#### DATA EXTRACT:
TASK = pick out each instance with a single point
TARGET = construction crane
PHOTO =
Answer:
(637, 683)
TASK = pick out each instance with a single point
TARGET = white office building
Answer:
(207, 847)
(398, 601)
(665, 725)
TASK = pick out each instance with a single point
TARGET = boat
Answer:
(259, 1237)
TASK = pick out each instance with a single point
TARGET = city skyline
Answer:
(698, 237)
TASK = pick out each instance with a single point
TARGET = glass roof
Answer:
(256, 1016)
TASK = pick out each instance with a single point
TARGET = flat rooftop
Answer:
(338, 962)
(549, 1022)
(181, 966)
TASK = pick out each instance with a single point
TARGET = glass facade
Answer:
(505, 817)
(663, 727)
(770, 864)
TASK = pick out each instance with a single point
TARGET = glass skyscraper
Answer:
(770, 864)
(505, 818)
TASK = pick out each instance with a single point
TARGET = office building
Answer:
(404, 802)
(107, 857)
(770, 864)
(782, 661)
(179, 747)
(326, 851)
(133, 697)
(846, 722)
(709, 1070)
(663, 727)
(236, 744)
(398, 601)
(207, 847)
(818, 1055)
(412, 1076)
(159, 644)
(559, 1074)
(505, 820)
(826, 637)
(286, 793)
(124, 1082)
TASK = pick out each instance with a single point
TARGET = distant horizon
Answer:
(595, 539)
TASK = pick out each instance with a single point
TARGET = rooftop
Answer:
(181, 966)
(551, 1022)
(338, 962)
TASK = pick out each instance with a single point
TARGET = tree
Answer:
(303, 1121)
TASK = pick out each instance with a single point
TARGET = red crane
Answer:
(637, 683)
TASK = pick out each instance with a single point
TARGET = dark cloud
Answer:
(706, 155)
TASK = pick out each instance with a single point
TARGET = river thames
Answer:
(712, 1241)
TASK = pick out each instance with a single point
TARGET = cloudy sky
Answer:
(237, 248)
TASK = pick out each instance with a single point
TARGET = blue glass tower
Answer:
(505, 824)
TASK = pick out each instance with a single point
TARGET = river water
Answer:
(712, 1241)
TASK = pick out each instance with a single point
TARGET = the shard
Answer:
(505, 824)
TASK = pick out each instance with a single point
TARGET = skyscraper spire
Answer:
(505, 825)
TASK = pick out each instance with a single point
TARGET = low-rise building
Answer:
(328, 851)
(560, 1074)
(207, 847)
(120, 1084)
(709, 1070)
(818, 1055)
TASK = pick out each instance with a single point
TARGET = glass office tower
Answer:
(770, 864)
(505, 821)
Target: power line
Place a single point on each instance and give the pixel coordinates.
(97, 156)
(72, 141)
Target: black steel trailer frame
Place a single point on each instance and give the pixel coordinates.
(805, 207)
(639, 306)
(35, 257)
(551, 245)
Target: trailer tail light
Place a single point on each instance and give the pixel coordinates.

#### SHORT EXERCISE:
Your task is to write out the lines from the one with "Target: power line" through the end of the records, exactly and with nothing added.

#### THE COMPLETED TASK:
Target: power line
Place a single point on each instance and give the pixel coordinates.
(97, 156)
(72, 141)
Target: black steel trailer frame
Place a single point on each instance and give the pixel coordinates.
(805, 207)
(639, 306)
(35, 257)
(551, 245)
Target: trailer tail light
Place a single point on each instance and give the pixel coordinates.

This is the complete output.